## EXTRACTED TEXT:
++++
Their own Israel stories
iCan conference provides local high school students with ways to explain and connect
Lots of Jewish teenagers love Israel, but they’re not always sure why.
They know that it’s part of their heritage — and they may or may not know a great deal about that heritage — but they’re not always sure that they’d know how to explain how the modern-day country of Israel fits in. They’re uneasily aware that they might have to defend Israel when they get to college, but they’re not exactly sure how to do that.
They have to be able to tell their own Israel story — and of course to tell that story, first each one of them has to know what his or her own Israel story is.
The Jewish Community Relations Council of the Jewish Federation of Northern New Jersey wants to help.
On Sunday, March 18, the JCRC will offer the second annual iCan conference. From 10:30 in the morning until 5 in the afternoon, the teens, gathered at the Dwight-Englewood School, unsurprising in the city of Englewood, will talk, eat, laugh, and think about Israel. And during part of that time their parents also will be given a chance to consider what Israel means to them, and to their kids.
Donna Weintraub of Haworth is an active member of the federation’s board, and Ariella Noveck is the JCRC director. Together, the two are in charge of the conference, and of the teen council that is putting it together.
“We have been working with a group of kids who come twice a month,” Ms. Weintraub said. They’re high-schoolers who come from across the federation’s catchment area, and they’re from public schools, yeshivot, and secular private schools. “It’s a wonderful pluralistic group,” she continued. “There are about 40 all together, and there are at least 25 at each meeting. And they don’t rush to leave when it’s over, and that’s amazing.
“Our goal is to help the kids find their own Israel story,” she said. To put it formally, as the mission statement does, “our goal is to equip the students with the knowledge and confidence to be able to converse constructively on Jewish and Israel-related subjects. We provide a format for these students to explore their Jewish identity and their personal connection with Israel.”
For example, she said, if you are a student whose passion is science, or engineering, or any of the other STEM subjects, certainly you can connect to Israel through its high-tech wizardry. But if your passion lies elsewhere — in the arts, say, or in history, or in food, or in any other of a vast range of areas — you still can find many strong emotional connections to Israel, and “be able to speak on a point of knowledge in reference to your interests.”
The students who make up the committee come from at least 15 high schools, she said, and “it has been really interesting for the kids who don’t have much of a background on Israel and also for the ones who have much more of a ackground to learn from each other.
“There is zero hierarchy in the room,” she continued. “They sit in a big U, and they pretty much all speak. And we are very careful to move the conversation around the room.”
++++
## STORED DATA:

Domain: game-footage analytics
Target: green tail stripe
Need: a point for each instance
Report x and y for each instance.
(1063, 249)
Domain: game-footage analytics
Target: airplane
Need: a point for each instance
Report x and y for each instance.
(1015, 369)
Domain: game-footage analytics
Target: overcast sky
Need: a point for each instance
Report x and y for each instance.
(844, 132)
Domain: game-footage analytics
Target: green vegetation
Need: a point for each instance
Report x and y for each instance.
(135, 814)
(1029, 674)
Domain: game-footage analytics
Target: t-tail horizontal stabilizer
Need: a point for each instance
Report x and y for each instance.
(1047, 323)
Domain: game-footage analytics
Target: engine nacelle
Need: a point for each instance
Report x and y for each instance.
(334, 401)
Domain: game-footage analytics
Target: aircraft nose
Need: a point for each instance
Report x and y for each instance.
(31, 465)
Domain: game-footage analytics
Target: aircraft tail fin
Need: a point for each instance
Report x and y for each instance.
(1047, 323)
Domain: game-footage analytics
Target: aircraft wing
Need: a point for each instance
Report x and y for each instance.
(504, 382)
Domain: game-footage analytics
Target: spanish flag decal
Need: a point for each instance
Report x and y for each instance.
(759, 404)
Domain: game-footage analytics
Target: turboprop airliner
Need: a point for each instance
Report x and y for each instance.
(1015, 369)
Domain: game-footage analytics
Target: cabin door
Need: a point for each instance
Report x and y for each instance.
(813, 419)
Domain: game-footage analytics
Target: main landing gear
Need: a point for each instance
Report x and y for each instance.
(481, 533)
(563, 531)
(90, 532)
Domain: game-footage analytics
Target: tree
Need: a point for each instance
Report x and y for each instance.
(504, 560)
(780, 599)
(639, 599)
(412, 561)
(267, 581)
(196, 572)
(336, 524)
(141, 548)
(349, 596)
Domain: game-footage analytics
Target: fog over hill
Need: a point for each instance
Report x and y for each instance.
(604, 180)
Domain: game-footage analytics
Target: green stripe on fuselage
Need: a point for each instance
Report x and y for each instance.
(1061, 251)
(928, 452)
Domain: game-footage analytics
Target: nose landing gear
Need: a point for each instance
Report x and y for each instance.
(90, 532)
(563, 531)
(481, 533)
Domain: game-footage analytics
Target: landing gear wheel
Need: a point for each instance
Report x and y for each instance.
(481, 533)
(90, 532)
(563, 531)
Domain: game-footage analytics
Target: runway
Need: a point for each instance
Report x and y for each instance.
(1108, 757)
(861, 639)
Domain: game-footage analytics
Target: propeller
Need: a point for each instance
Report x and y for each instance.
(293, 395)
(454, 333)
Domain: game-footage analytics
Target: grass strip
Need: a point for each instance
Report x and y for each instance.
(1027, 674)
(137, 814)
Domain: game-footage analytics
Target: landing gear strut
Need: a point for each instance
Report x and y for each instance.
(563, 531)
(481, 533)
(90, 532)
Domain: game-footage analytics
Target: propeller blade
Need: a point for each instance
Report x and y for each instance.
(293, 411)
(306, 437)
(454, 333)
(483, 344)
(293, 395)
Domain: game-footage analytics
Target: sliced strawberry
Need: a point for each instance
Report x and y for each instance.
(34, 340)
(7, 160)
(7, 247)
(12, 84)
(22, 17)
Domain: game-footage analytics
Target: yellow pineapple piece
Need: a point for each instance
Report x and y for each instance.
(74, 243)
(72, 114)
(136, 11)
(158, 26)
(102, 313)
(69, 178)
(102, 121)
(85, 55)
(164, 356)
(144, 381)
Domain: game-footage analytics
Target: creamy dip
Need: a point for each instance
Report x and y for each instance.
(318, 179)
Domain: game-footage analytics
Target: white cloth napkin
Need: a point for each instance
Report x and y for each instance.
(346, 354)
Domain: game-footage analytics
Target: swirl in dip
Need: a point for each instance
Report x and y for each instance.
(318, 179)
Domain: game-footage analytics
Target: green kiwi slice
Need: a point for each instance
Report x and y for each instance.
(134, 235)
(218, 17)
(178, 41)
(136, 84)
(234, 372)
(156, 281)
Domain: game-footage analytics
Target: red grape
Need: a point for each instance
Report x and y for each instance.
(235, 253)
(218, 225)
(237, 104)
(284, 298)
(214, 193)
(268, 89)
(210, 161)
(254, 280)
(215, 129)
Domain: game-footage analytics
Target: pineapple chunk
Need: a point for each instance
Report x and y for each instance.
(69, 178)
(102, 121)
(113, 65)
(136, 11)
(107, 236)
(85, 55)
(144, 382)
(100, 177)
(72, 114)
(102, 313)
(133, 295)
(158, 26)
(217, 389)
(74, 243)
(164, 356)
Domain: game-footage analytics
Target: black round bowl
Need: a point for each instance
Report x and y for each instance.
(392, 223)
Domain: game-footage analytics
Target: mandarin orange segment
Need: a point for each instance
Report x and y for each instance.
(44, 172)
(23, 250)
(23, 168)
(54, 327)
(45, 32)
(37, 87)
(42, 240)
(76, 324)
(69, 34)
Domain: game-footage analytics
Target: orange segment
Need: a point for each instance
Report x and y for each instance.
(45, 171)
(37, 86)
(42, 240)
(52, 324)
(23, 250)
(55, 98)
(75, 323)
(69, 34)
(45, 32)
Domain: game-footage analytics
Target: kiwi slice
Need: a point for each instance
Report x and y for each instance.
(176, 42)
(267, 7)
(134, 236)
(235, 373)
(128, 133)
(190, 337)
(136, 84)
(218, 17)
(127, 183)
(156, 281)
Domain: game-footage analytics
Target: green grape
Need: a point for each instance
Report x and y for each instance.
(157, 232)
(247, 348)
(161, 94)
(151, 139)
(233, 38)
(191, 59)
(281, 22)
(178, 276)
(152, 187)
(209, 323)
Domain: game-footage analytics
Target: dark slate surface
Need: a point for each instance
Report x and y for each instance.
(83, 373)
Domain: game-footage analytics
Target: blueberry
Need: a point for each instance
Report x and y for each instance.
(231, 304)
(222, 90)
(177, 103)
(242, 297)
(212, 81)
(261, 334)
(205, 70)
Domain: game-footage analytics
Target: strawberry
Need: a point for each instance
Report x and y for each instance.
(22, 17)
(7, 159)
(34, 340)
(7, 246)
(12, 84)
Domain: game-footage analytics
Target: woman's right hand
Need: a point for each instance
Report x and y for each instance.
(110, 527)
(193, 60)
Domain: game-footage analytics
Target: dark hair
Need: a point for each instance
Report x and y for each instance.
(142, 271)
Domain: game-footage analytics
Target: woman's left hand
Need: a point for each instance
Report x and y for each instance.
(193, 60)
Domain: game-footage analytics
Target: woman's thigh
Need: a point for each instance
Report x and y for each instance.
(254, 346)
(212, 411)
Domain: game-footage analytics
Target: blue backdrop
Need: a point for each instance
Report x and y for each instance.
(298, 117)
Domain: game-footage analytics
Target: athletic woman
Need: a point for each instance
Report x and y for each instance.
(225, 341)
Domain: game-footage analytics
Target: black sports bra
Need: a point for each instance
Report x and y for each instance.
++++
## TASK 1:
List the kinds of schools that the high-schoolers in the group come from, as named in the iCan conference article.
## TASK 2:
Write out the part of the iCan conference article starting with "They have to" and going on through "to their kids.", word for word.

## EXPECTED OUTPUT 1:
- Public schools
- Yeshivot
- Secular private schools

## EXPECTED OUTPUT 2:
They have to be able to tell their own Israel story — and of course to tell that story, first each one of them has to know what his or her own Israel story is.
The Jewish Community Relations Council of the Jewish Federation of Northern New Jersey wants to help.
On Sunday, March 18, the JCRC will offer the second annual iCan conference. From 10:30 in the morning until 5 in the afternoon, the teens, gathered at the Dwight-Englewood School, unsurprising in the city of Englewood, will talk, eat, laugh, and think about Israel. And during part of that time their parents also will be given a chance to consider what Israel means to them, and to their kids.